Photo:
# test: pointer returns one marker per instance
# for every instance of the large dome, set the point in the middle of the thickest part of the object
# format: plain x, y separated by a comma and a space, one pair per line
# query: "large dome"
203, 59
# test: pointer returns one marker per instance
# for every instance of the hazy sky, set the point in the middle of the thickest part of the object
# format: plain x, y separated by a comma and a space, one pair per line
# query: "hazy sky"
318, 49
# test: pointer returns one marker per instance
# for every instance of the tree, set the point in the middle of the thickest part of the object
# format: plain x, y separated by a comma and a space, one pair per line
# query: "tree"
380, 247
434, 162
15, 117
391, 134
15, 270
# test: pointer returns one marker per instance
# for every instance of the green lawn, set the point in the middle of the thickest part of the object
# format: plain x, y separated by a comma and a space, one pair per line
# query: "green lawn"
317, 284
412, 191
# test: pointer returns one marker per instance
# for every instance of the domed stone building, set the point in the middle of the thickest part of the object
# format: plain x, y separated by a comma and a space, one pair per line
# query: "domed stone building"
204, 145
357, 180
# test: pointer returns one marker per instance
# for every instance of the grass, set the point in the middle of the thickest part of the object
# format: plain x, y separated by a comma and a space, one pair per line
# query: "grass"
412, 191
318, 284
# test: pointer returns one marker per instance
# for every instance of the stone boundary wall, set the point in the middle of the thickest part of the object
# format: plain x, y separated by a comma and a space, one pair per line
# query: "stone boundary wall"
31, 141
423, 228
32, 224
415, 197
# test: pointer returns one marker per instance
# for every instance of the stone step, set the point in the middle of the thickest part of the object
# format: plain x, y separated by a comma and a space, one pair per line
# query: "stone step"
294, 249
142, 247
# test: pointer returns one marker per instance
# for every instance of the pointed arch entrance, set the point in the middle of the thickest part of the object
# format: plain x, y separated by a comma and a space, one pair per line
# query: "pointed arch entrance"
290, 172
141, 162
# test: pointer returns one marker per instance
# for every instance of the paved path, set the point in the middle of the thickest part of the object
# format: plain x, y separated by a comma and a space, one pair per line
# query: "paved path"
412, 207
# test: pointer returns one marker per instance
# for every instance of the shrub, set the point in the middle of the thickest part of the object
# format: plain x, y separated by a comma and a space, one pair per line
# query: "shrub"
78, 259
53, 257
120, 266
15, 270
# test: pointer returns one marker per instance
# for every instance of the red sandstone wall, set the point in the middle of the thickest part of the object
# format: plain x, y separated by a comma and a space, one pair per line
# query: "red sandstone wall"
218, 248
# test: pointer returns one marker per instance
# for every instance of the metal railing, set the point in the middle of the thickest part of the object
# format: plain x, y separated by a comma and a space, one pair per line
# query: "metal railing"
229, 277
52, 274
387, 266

----------------

Required work ▸
Nothing in the records should change when you repeat them all.

Reply ▸
Photo:
# test: pointer returns one marker per instance
# for every instance of the large dome, set the point in the middle of the thickest part of the object
# format: plain x, y separated by a comma and a space, one pair per line
# query: "large dome"
203, 59
# test: pointer returns one marker per instance
# for every instance of the hazy sky, set the point in the middle of the thickest part of the object
# format: plain x, y separated by a comma and a space, one pair per line
# query: "hazy sky"
318, 49
# test: pointer returns one marker per instance
# for every instance of the tree, set the point in the middle of the thickest part of the object
# format: plain x, y separated by a comma and a space, one pair per line
# query: "tree"
380, 247
434, 162
15, 117
391, 134
15, 270
# test: pointer returns one marker per instance
# for every instance of the green lawn, set the point in the middle of the thickest part of the object
# format: plain x, y separated by a comma and a space, one pair per line
# query: "green lawn"
317, 284
412, 191
# test: pointer returns one marker per instance
# for every instance of the domed stone building, set the point in the middle of the thickest part of the object
# format: plain x, y separated by a comma and a space, one pair per line
# query: "domed stone building"
204, 145
357, 180
# test: pointer returns one marker per instance
# for every instance of the grass, set the point in the middle of the thickest part of the object
# format: plain x, y separated by a comma and a space, one pair per line
# query: "grass"
412, 191
318, 284
# test: pointer returns one marker per instance
# for every instance of the stone boundary wall, set the point in the middle of the thickest part of the object
# format: plain x, y separated by a comma and a space, one pair per line
# query: "stone boundary wall"
31, 141
423, 228
32, 224
415, 197
# test: pointer returns one marker per instance
# for every instance of the stone step, set the point in the middle of the thickest part of the object
# format: plain x, y separated by a comma and a space, one pair per line
# query: "stone step"
294, 249
142, 247
# test: pointer returns one marker per instance
# for every instance of the pointed arch entrance, set the point in the middle of the thickest part of the object
# format: plain x, y separated by a comma and a space, one pair per line
# query: "pointed arch entrance"
290, 172
141, 162
# test: pointer returns one marker per instance
# for every instance of the paved path, set the point in the middle of the thickest part of the object
# format: plain x, y separated by a comma and a space, one pair per line
# query: "paved path"
412, 207
# test: pointer returns one marker per instance
# for every instance of the shrub, set the point in the middle of the thickest part of the object
# format: plain x, y separated by a comma and a space, one pair per line
# query: "shrub"
78, 259
53, 257
120, 266
15, 270
# test: pointer returns one marker per instance
# for every instance of the red sandstone wall, set the point in the middle of the thickest part of the object
# format: plain x, y separated by a comma and a space, one pair per line
# query: "red sandstone wall"
218, 248
# test: pointer returns one marker per instance
# for every instance of the metal railing, set the point in the middle of the thickest part of the object
# format: plain x, y separated by a comma and a space, one pair per line
# query: "metal railing"
229, 277
52, 274
387, 266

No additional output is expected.